● DATA FOR PROCESSING:

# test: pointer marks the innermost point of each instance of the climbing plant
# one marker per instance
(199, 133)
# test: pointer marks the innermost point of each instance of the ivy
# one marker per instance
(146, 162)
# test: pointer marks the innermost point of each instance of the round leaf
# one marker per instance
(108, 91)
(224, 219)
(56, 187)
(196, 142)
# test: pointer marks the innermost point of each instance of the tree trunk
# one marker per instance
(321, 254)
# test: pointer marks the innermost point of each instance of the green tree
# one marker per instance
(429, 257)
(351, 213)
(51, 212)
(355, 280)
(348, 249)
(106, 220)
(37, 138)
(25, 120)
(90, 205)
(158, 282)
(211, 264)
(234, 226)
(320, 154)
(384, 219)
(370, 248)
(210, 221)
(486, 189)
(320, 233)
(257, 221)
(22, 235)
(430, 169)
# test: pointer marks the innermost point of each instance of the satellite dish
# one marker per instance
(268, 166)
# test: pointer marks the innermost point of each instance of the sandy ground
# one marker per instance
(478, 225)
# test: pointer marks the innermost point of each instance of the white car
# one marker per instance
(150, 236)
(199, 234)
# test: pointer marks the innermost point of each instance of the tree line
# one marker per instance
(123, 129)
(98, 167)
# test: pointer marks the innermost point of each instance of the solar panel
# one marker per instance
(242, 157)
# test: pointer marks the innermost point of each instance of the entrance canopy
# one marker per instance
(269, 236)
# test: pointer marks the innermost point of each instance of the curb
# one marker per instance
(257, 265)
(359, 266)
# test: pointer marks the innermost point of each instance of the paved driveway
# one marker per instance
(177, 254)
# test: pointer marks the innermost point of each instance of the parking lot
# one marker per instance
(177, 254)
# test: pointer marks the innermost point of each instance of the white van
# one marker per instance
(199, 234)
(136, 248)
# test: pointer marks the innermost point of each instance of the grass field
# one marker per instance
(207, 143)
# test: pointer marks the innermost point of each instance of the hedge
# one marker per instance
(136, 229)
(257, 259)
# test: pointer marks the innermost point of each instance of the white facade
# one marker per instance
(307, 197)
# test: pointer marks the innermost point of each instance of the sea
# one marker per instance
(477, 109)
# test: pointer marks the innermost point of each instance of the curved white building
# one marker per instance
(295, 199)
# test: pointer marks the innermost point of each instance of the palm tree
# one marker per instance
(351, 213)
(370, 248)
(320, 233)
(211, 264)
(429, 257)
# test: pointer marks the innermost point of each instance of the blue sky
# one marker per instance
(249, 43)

● DIRECTIONS: Type the material above out again, exactly.

● REPLY:
# test: pointer marks the innermost point of each instance of the climbing plant
# one marker per instance
(199, 133)
# test: pointer marks the innermost point of each instance of the ivy
# one marker per instance
(146, 162)
# test: pointer marks the innermost point of each instance of the round leaf
# one marker per instance
(108, 91)
(224, 219)
(56, 187)
(196, 142)
# test: pointer marks the innermost point of each instance of the tree trunk
# one marker per instance
(321, 254)
# test: pointer marks the innermost point of each instance of the green tree
# one marker per instance
(429, 257)
(351, 213)
(51, 212)
(355, 280)
(348, 249)
(106, 220)
(37, 138)
(25, 120)
(90, 205)
(158, 282)
(211, 264)
(234, 226)
(320, 154)
(384, 219)
(370, 248)
(210, 221)
(486, 189)
(320, 233)
(257, 221)
(22, 235)
(430, 169)
# test: pointer marks the innermost point of each instance of the satellite dish
# one marker per instance
(268, 166)
# test: pointer marks the innermost point of each instance of the sandy ground
# one marker per instance
(478, 225)
# test: pointer marks the innermost point of each instance of the white car
# one marker per instance
(150, 236)
(199, 234)
# test: pointer marks the innermost point of each instance of the tree line
# one marker per instance
(123, 129)
(98, 167)
# test: pointer marks the innermost point of each instance of the solar panel
# one marker per instance
(242, 157)
# test: pointer marks the innermost point of each instance of the entrance canopy
# one marker per instance
(269, 236)
# test: pointer marks the innermost point of each instance of the curb
# one marker per instance
(257, 265)
(359, 266)
# test: pointer marks the innermost point of each instance of the paved driveway
# one marker per instance
(177, 254)
# test: pointer marks the innermost point of each instance of the parking lot
# one marker per instance
(177, 254)
# test: pointer marks the innermost point of each instance of the white van
# one marker per instance
(199, 234)
(136, 248)
# test: pointer marks the innermost point of each instance of the grass field
# one marker per instance
(207, 143)
# test: pointer marks the innermost point of each instance of the hedge
# one marker per instance
(136, 229)
(257, 259)
# test: pointer marks the innermost point of each instance of the white facade
# one marker per instance
(307, 197)
# test: pointer marks the innermost point of each instance of the sea
# one marker per instance
(477, 109)
# test: pointer marks the innermost point of each instance of the curved white building
# one marker per instance
(295, 199)
# test: pointer marks the innermost point of each instance of the palm tree
# one marker per instance
(351, 213)
(370, 248)
(320, 233)
(211, 264)
(429, 257)
# test: pointer marks the innermost point of each instance of the blue sky
# one marker per instance
(249, 43)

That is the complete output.